▸ **WHAT THE EXERCISE ASKS**: Rewrite the listing below as a numbered list, one line per item, omitting any blank lines and leaving the pictures out.

* * * * * * *

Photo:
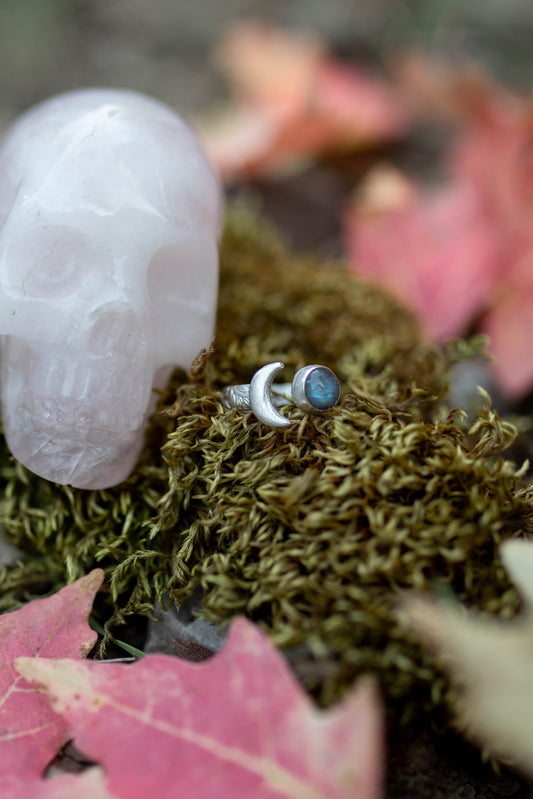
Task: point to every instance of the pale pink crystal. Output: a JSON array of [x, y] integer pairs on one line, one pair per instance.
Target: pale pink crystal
[[109, 216]]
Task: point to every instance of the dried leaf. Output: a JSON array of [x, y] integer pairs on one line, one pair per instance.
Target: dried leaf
[[30, 733], [434, 250], [292, 101], [490, 660], [237, 726]]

* * * * * * *

▸ **TASK ANSWER**:
1. Photo:
2. Task: point to every instance of the pale pink crystal. Output: a JSON array of [x, y] integer pairs on one line, one pair per instance.
3. Target: pale pink crystal
4. [[109, 216]]
5. Task: point to every instance of the dried leaf. Output: a JSON array of [x, y] integer pairs on one line, one pair per instance.
6. Target: dried leaf
7. [[30, 733], [434, 250], [292, 101], [490, 660], [237, 726]]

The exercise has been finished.